• EXERCISE INPUTS:
......

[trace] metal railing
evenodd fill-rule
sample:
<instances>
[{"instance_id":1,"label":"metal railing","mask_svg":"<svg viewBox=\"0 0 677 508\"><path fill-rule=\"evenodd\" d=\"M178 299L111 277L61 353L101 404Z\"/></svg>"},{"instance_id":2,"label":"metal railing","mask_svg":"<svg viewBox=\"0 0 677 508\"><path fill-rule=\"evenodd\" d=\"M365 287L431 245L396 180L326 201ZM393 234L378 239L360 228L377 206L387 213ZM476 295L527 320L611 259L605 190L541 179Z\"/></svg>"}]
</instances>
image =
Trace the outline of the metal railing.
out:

......

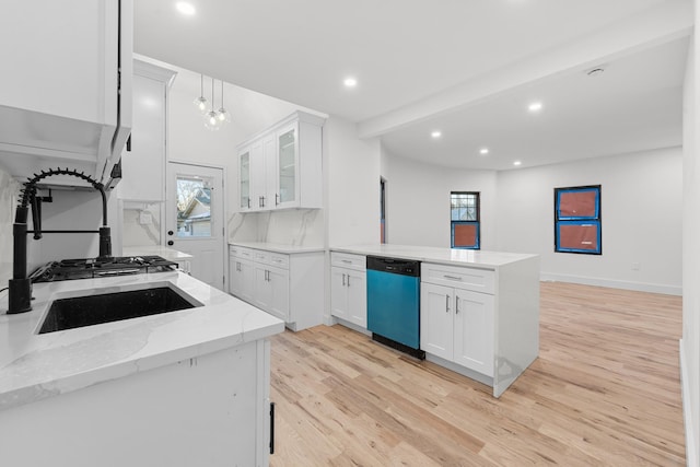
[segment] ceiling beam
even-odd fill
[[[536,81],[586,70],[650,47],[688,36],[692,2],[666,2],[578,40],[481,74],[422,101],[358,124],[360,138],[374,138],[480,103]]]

......

Pull out every line of the entries above that contains the string "rule", keeping their original order.

evenodd fill-rule
[{"instance_id":1,"label":"metal railing","mask_svg":"<svg viewBox=\"0 0 677 508\"><path fill-rule=\"evenodd\" d=\"M178 299L111 277L61 353L101 404Z\"/></svg>"},{"instance_id":2,"label":"metal railing","mask_svg":"<svg viewBox=\"0 0 677 508\"><path fill-rule=\"evenodd\" d=\"M365 287L431 245L396 180L326 201ZM393 234L378 239L360 228L377 206L387 213ZM476 295L527 320L611 259L605 190L541 179Z\"/></svg>"}]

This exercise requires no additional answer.